TASK TO COMPLETE
Starting at the beginning of the lines and ending at the line that contains "[979,232,1000,287]", reproduce every line, including the requests. Multiply each bounding-box coordinate in the answers by 0.25 and round to whole numbers, with halves rounded up, and omit the pictures.

[Start of PROVIDED DATA]

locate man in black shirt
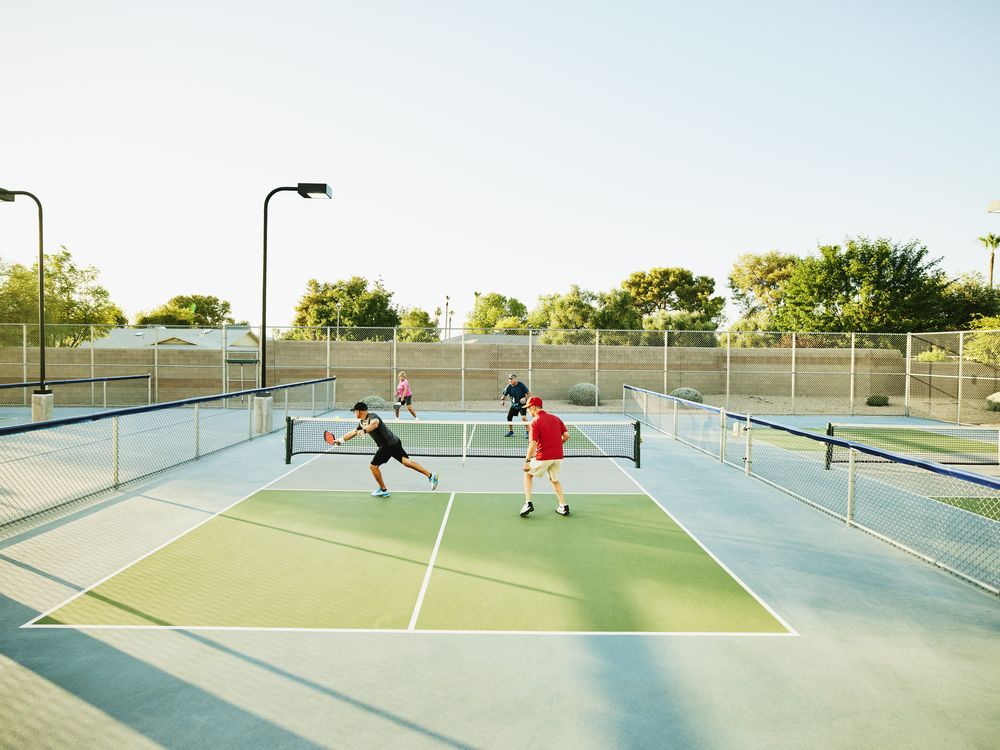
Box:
[500,373,528,437]
[334,401,438,497]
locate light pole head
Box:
[296,182,333,198]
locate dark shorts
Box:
[507,406,528,422]
[372,440,409,466]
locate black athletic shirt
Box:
[358,412,399,448]
[502,380,528,409]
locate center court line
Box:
[21,454,322,628]
[406,492,455,631]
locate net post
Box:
[845,448,857,526]
[743,413,753,476]
[792,331,797,414]
[632,419,642,469]
[955,331,965,424]
[594,328,601,412]
[111,417,118,488]
[90,326,97,406]
[719,409,727,462]
[726,331,733,409]
[903,333,913,417]
[848,331,856,417]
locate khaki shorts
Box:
[528,458,562,482]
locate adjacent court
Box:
[27,470,791,634]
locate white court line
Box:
[21,454,322,628]
[609,450,799,636]
[21,625,798,638]
[406,492,455,631]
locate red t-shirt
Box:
[531,411,566,461]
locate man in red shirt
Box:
[521,396,569,518]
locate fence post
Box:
[111,417,118,487]
[594,329,601,412]
[663,331,670,394]
[528,328,534,391]
[846,448,857,526]
[220,323,229,394]
[153,327,159,403]
[743,412,753,476]
[726,331,733,409]
[903,333,913,417]
[955,331,965,424]
[848,331,856,417]
[792,331,796,414]
[719,409,728,463]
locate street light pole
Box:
[260,182,333,388]
[0,188,51,406]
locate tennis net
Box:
[826,422,1000,466]
[285,417,640,467]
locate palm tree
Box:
[979,232,1000,287]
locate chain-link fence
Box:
[0,324,1000,423]
[0,379,336,537]
[623,386,1000,594]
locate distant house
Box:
[94,326,260,352]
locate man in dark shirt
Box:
[500,373,528,437]
[334,401,438,497]
[521,396,569,518]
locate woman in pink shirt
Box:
[392,370,417,419]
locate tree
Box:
[962,315,1000,367]
[774,237,947,333]
[938,273,1000,331]
[0,246,128,346]
[398,307,440,341]
[465,292,528,331]
[622,268,726,320]
[288,276,399,341]
[729,250,801,330]
[135,294,247,328]
[979,232,1000,288]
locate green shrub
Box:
[569,383,598,406]
[361,396,392,411]
[915,346,948,362]
[670,388,705,404]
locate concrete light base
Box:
[31,391,56,422]
[253,396,274,435]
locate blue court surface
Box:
[0,414,1000,748]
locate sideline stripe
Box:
[406,492,455,631]
[21,454,322,628]
[608,458,799,636]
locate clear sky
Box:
[0,0,1000,325]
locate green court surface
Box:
[35,490,789,634]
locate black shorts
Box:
[507,406,528,422]
[372,440,409,466]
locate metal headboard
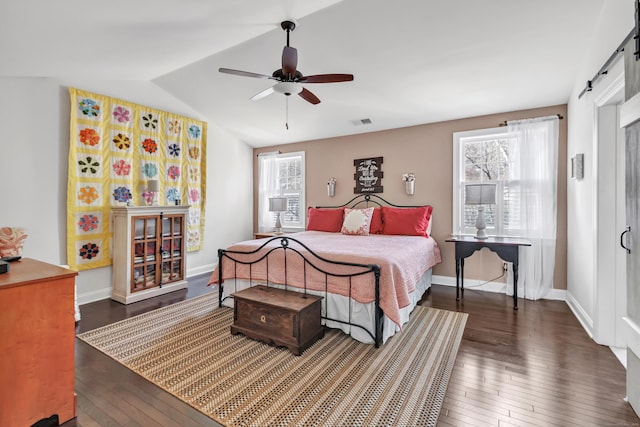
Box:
[316,194,424,209]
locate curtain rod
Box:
[256,150,280,157]
[499,114,564,126]
[578,28,636,99]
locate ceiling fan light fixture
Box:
[273,82,302,96]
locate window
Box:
[453,127,523,236]
[258,151,306,232]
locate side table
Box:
[445,236,531,310]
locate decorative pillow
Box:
[0,227,27,258]
[340,208,373,236]
[382,206,433,237]
[307,207,344,233]
[369,208,382,234]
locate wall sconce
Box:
[327,177,336,197]
[142,179,160,206]
[571,153,584,179]
[402,172,416,196]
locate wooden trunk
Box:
[231,285,324,356]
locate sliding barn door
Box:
[620,40,640,414]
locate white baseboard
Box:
[78,263,217,305]
[78,286,111,305]
[187,262,218,278]
[431,275,507,294]
[566,292,593,339]
[431,275,567,301]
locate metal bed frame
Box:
[218,194,428,348]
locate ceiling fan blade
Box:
[298,74,353,83]
[282,46,298,76]
[298,88,320,105]
[218,68,273,79]
[249,86,274,101]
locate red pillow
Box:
[307,207,344,233]
[382,206,433,237]
[369,208,382,234]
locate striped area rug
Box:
[78,292,467,426]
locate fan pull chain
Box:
[284,96,289,130]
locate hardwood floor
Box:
[64,276,640,427]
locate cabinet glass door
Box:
[162,215,184,283]
[131,217,158,292]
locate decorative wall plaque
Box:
[353,157,384,194]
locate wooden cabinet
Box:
[111,206,189,304]
[0,258,78,426]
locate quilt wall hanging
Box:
[67,88,207,270]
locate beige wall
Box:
[253,105,567,289]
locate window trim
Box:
[452,126,509,236]
[257,150,307,232]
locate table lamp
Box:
[269,197,287,234]
[464,183,496,239]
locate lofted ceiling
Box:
[0,0,608,147]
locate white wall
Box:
[0,78,253,303]
[567,0,635,332]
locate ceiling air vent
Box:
[351,119,373,126]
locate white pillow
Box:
[340,208,373,236]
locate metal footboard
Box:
[218,236,383,348]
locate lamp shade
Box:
[464,183,496,205]
[269,197,287,212]
[147,179,160,192]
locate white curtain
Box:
[507,116,559,300]
[258,151,278,232]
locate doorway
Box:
[593,77,627,358]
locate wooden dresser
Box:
[231,285,324,356]
[0,258,78,427]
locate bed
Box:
[209,194,441,347]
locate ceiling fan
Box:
[218,21,353,105]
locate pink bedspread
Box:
[209,231,441,327]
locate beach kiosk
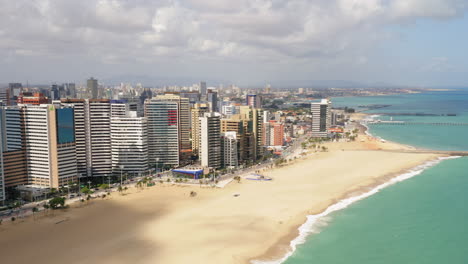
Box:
[172,169,203,179]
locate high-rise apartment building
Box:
[0,106,28,187]
[62,83,76,98]
[61,99,112,177]
[86,77,98,99]
[311,99,331,137]
[200,113,222,169]
[200,82,207,99]
[190,103,210,155]
[111,111,148,175]
[206,90,218,112]
[221,118,255,163]
[21,104,77,188]
[145,99,180,166]
[2,83,23,105]
[271,122,284,146]
[246,94,262,108]
[221,132,239,168]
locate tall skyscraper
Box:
[21,104,77,188]
[206,90,219,112]
[63,83,76,98]
[311,99,331,137]
[145,99,180,166]
[200,113,222,169]
[221,115,255,163]
[200,82,207,98]
[0,118,6,205]
[49,84,60,101]
[87,77,98,99]
[0,106,28,190]
[62,99,112,177]
[5,83,23,105]
[271,122,284,146]
[221,132,239,168]
[111,111,148,175]
[246,94,262,108]
[191,103,210,155]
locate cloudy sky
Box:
[0,0,468,86]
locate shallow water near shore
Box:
[271,90,468,264]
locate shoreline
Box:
[0,135,441,264]
[249,156,460,264]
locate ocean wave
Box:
[251,156,460,264]
[361,115,382,139]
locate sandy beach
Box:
[0,135,437,264]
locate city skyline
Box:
[0,0,468,87]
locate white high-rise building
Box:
[311,99,331,137]
[145,99,180,166]
[200,82,207,98]
[191,103,210,155]
[221,131,239,168]
[61,99,112,177]
[0,118,6,205]
[200,113,222,168]
[20,104,77,188]
[221,105,236,118]
[111,111,148,175]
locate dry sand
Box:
[0,140,436,264]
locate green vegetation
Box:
[49,197,65,210]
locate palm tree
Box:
[32,207,39,221]
[42,204,50,216]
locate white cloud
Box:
[0,0,468,83]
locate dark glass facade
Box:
[56,108,75,144]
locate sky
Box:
[0,0,468,87]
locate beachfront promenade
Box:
[352,149,468,156]
[367,120,468,126]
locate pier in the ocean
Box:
[367,120,468,126]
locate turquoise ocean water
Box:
[272,90,468,264]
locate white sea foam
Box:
[361,115,381,139]
[251,156,460,264]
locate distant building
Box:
[111,111,148,175]
[145,94,192,166]
[271,123,284,146]
[61,99,112,177]
[0,106,28,191]
[86,77,98,99]
[5,83,23,105]
[200,82,207,98]
[246,94,262,108]
[62,83,76,98]
[17,92,49,105]
[191,103,210,155]
[206,90,218,112]
[311,99,332,137]
[221,105,236,117]
[200,113,222,169]
[145,99,180,166]
[21,104,77,188]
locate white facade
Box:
[221,105,236,118]
[222,132,239,168]
[200,113,222,168]
[145,99,180,166]
[21,104,77,188]
[111,112,148,175]
[311,99,331,137]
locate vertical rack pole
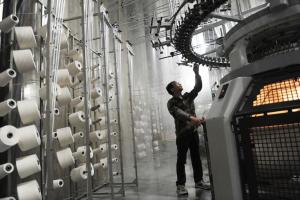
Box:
[44,0,53,199]
[98,7,114,199]
[126,44,138,186]
[81,0,92,200]
[113,32,125,196]
[7,0,17,194]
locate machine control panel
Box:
[218,83,229,99]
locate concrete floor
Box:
[96,141,212,200]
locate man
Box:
[166,64,209,195]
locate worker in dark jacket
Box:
[166,64,209,195]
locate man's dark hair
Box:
[166,81,175,95]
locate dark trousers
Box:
[176,132,203,185]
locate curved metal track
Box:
[172,0,230,67]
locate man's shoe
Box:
[195,180,210,190]
[176,185,189,196]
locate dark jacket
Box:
[168,74,202,136]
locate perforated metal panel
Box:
[234,72,300,200]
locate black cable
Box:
[172,0,230,67]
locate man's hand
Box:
[193,63,199,74]
[191,116,203,126]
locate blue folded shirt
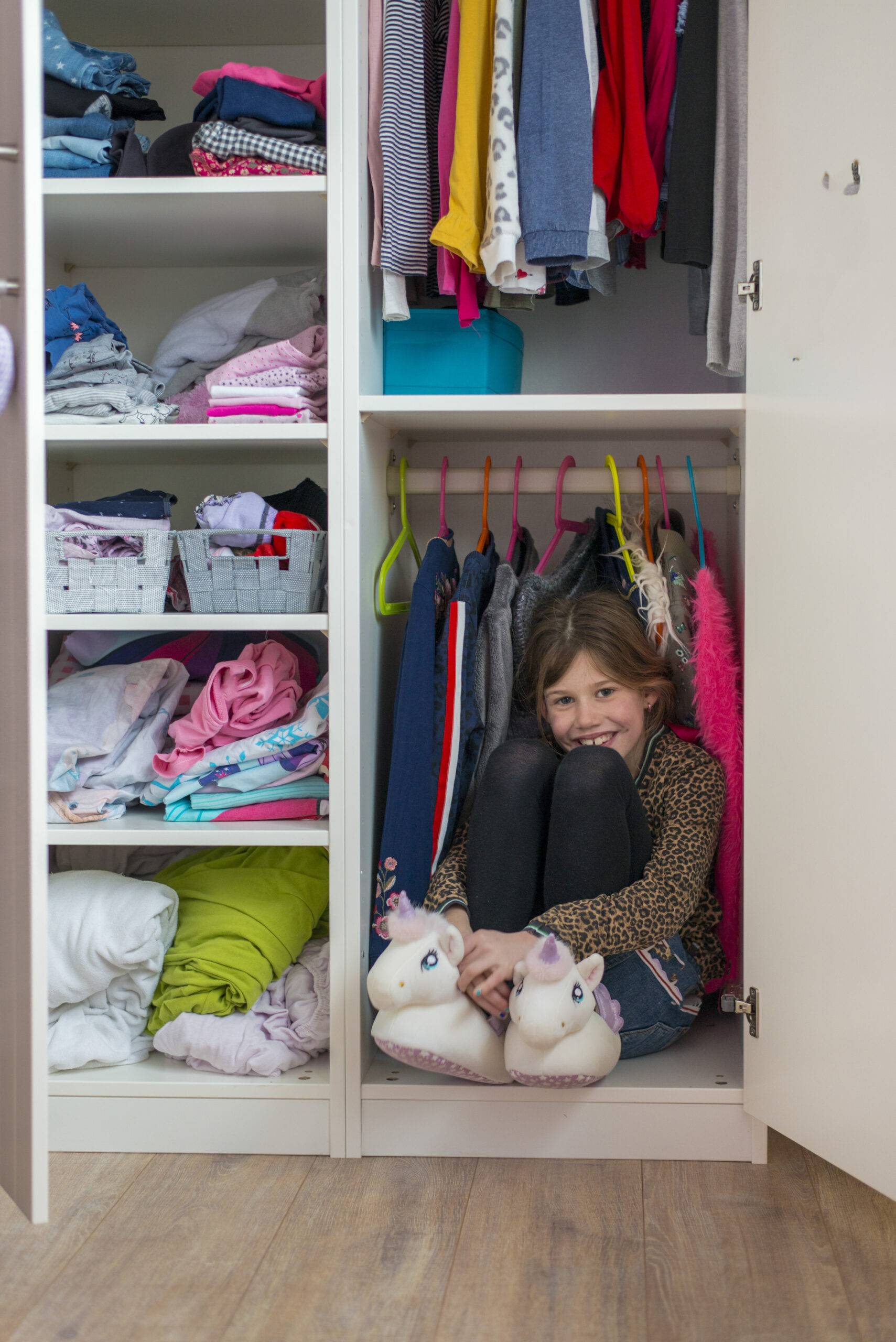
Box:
[193,75,317,127]
[44,286,127,367]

[End of PROVIDED DATA]

PROBLEM SOLUTION
locate man in black shirt
Box:
[125,93,132,109]
[84,100,110,124]
locate light pole head
Box:
[74,46,83,50]
locate dark shorts
Box:
[127,102,132,106]
[93,110,102,117]
locate black athletic shirt
Box:
[90,103,100,112]
[126,95,132,102]
locate center court line
Box:
[5,114,81,157]
[102,123,114,158]
locate net post
Box:
[211,112,214,132]
[186,103,188,119]
[198,83,199,104]
[158,105,161,117]
[239,83,241,106]
[149,82,150,103]
[28,104,30,122]
[23,82,24,102]
[180,102,182,116]
[182,83,183,102]
[226,83,228,104]
[212,83,214,104]
locate khaki shorts
Box:
[132,115,141,121]
locate adjacent court
Box:
[7,118,198,159]
locate white court line
Box:
[5,114,81,157]
[152,113,200,159]
[5,156,200,160]
[102,123,114,158]
locate red t-shirt
Box:
[133,103,142,115]
locate man in red shirt
Box:
[130,99,142,130]
locate fence post
Box:
[28,104,30,122]
[149,82,150,103]
[166,83,168,99]
[132,82,134,98]
[212,112,214,132]
[55,81,57,99]
[38,82,40,101]
[186,103,188,119]
[182,83,183,102]
[226,83,228,104]
[239,83,241,106]
[212,83,214,104]
[198,83,199,104]
[180,102,182,116]
locate street light pole
Box:
[65,46,83,97]
[0,47,13,102]
locate tennis net
Box:
[207,106,250,117]
[71,104,160,117]
locate palm tree
Box:
[245,58,250,72]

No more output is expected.